-------- READING PASSAGE
Challenged by rains throughout the planting season, Mississippi’s soybeans now face make-or-break conditions as they await uniform showers to complete their growth and fill out beans.

“This crop is later than in recent years because early spring rains kept us from planting much of the crop as early as we would have liked,” said Trey Koger, soybean specialist with Mississippi State University’s Extension Service. “We are at a crossroads where we need a rain to keep most of this crop going in the right direction.”

Koger said a dry June means the crop has followed a similar path to last year’s soybeans. All growers need now is a repeat of last July’s rains that helped produce record yields of 40 bushels per acre on 1.4 million acres.

“Irrigated acres are looking very good, but growers are spending a lot of money because of fuel costs. Growers need the rain, especially on nonirrigated soybeans, but also on irrigated fields to relieve some of the financial pressure,” he said. “The nonirrigated acres are on the fence. We have had spotty rains but need a good uniform rain in the next couple of weeks. Without it, this crop will go the wrong direction.”
----------------
-------- DATA SHOWN
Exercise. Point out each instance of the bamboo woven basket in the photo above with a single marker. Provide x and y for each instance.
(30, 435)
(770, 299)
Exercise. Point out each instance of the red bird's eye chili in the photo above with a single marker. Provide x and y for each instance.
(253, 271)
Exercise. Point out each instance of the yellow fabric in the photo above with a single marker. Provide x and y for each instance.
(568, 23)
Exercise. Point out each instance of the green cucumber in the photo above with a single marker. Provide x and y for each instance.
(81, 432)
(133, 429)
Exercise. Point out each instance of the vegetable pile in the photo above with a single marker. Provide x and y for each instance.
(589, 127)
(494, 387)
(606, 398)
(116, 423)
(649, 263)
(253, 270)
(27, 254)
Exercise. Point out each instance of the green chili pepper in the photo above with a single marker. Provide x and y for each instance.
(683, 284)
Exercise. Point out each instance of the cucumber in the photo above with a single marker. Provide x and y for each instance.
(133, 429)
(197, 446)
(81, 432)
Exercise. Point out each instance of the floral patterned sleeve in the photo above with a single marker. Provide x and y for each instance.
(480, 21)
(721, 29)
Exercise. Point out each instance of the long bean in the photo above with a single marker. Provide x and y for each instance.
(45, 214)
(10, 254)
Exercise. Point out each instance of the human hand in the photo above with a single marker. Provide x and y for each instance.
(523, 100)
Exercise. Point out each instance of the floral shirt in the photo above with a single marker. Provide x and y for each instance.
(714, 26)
----------------
-------- DATA SHOWN
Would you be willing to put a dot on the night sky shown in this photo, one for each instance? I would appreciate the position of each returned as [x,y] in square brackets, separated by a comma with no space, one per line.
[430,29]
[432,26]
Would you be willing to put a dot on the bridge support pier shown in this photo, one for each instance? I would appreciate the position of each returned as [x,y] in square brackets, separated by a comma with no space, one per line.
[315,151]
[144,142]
----------------
-------- DATA SHOWN
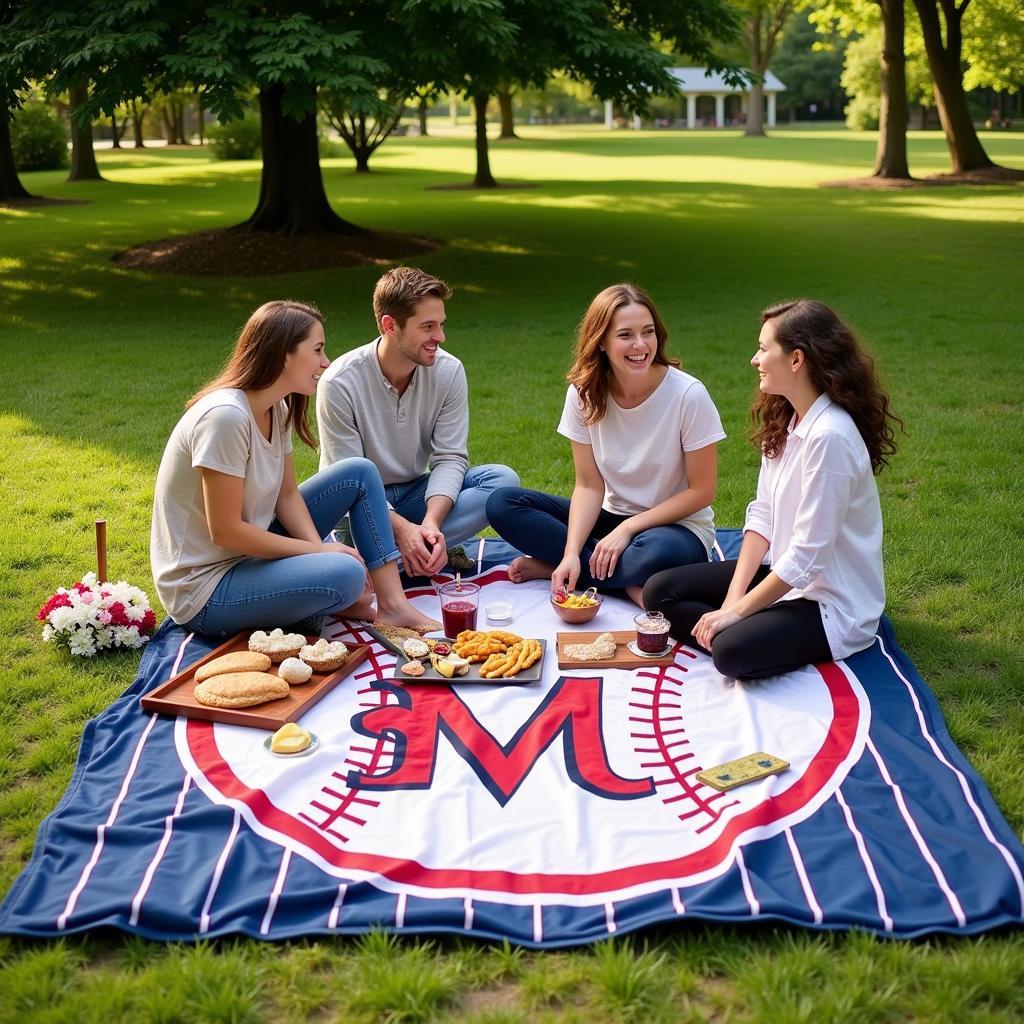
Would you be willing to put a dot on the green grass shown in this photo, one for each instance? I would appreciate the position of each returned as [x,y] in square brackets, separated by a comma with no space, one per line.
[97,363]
----------------
### REQUEST 1
Please pull out every line of the listing that contains the word "cucumber".
### REQUEST 2
Write the next part of the article on Mississippi soybeans, starting right after its last sentence.

### EXERCISE OUTPUT 1
Exercise. Point out each instance of the green cucumber in the photo above with a single marker. Provide x and y for each instance.
Exercise. Point out each instance of the cucumber in the photo above with a single marker. Provide x and y for each instance.

### EXERCISE OUTPUT 2
Mississippi growers are expected to plant about 2.15 million acres in soybeans, the largest state soybean crop since 1998.

“We may see a few more acres planted, but fields need more moisture for late plantings,” Koger said. “Some beans along the river are yet to be planted after the flood.”

Extension agricultural economist John Anderson said historically high prices are inspiring growers to plant as many acres in soybeans as possible.

“The markets probably overreacted to the Midwest flooding. We’ve seen a little bit of a correction in early July,” Anderson said. “Soybean prices still are good compared to any period you want to look at, except for last month.”

Anderson said harvest futures are running around $15.50 per bushel, but they were as high as $16.50 the last of June. The average price in 2007 was $9.25 per bushel.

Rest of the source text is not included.